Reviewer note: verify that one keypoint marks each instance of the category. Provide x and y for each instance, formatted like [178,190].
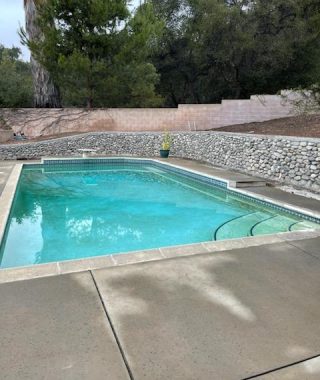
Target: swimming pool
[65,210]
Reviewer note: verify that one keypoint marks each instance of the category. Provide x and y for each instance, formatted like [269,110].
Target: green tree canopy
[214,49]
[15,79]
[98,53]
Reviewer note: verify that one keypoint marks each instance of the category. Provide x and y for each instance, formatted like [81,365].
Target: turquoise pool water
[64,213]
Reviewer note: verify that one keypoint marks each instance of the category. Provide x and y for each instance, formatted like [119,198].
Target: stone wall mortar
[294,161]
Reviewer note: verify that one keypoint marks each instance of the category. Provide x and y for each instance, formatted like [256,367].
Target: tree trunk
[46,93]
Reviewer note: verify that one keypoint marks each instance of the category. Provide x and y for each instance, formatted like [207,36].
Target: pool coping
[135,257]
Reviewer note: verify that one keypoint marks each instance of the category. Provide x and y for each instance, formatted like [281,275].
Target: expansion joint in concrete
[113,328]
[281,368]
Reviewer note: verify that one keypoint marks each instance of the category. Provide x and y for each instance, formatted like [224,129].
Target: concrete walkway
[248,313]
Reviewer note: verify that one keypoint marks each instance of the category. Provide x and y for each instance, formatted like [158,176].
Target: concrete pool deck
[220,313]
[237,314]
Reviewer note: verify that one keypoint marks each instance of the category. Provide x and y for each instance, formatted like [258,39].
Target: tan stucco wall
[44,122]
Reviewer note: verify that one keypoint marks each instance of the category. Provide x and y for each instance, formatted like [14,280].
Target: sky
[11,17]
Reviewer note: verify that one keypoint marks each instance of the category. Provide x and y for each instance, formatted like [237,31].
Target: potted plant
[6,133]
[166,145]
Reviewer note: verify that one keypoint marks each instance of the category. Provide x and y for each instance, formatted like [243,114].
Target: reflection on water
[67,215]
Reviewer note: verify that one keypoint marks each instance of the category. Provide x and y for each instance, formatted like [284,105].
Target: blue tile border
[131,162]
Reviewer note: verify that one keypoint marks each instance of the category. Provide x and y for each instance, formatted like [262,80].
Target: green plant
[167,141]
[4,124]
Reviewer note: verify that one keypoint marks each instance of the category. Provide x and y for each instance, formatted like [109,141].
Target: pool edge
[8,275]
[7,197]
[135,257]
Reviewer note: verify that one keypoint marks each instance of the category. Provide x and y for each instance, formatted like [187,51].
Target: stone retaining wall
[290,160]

#### WHAT YOU SHOULD DO:
Rewrite every line of the listing above as a JSON list of strings, one string per line. Skip blank lines and leave out the pictures.

#### THE OUTPUT:
[
  "Reviewer note: verify that one keypoint marks each instance of the category. Provide x and y for each instance, formatted like [178,190].",
  "Target: swimming pool",
  "[65,210]",
  "Reviewer note: verify that one keypoint marks each instance of the category. Provide x and y for each instance, formatted like [269,110].",
  "Target: green tree canopy",
  "[214,49]",
  "[15,79]",
  "[98,53]",
  "Reviewer note: verify that one keypoint marks each instance of the category. Provide x and y for each instance, formatted like [81,365].",
  "Target: turquoise pool water",
  "[64,213]",
  "Reviewer note: verify that one keypoint marks each instance of the category. Provide x and y for each instance, formatted like [119,198].",
  "Target: stone wall mortar",
  "[294,161]",
  "Reviewer note: verify that one keypoint marks each instance of the category. Provide x and y for each instance, formatted like [256,367].",
  "Target: tree trunk",
  "[46,93]",
  "Reviewer note: verify that one keypoint marks each instance of the category. Provide x and y for each instance, formatted like [207,36].",
  "Target: pool coping",
  "[135,257]",
  "Reviewer note: verify that one keypoint marks each instance of the category. Provide x and y for each instance, formatted like [281,275].",
  "Target: expansion joint in concrete",
  "[113,328]",
  "[281,368]",
  "Reviewer note: verify that one keypoint marks each instance of the category. Provide x and y for each instance, formatted like [224,129].",
  "Target: concrete walkway",
  "[248,313]",
  "Reviewer note: verify that one keypoint marks each instance of the category. Provide x and y for each instance, formatted like [158,176].",
  "Target: concrete pool deck",
  "[220,313]",
  "[237,314]",
  "Reviewer note: verify that one keypoint marks each instance of the category. Provide x and y for each instance, formatted like [258,39].",
  "Target: tan stucco wall",
  "[44,122]",
  "Reviewer note: verify that one keypoint marks each instance of the category. Provide x and y for each instance, formatted like [14,280].",
  "Target: sky",
  "[11,17]",
  "Reviewer note: verify that one keypoint marks each instance of the category. Provide x and y for each instance, formatted like [237,31].",
  "Target: potted plant",
  "[6,133]",
  "[166,145]",
  "Reviewer note: verify that one keypoint marks each instance of the category. Provide x and y for each instance, formatted like [243,114].",
  "Target: reflection on water",
  "[67,215]",
  "Reviewer note: verify that one keypoint marks each instance of the category. Provide x and y for each instance, formatted like [284,105].",
  "Target: blue tile border",
  "[131,162]",
  "Reviewer note: verify that one keypoint marks each instance of the category. Provide x and y for each instance, formatted like [262,80].",
  "Target: green plant",
  "[167,141]",
  "[4,124]",
  "Reviewer note: verify that one keypoint marks each instance of the category. Provide x and y for each instance, formatted like [109,141].",
  "Target: pool edge",
  "[8,275]",
  "[7,197]",
  "[135,257]",
  "Reviewer note: verify that one keypoint marks each instance of the category. Provide x and y for each instance, formatted like [187,51].",
  "Target: stone retaining wall",
  "[290,160]"
]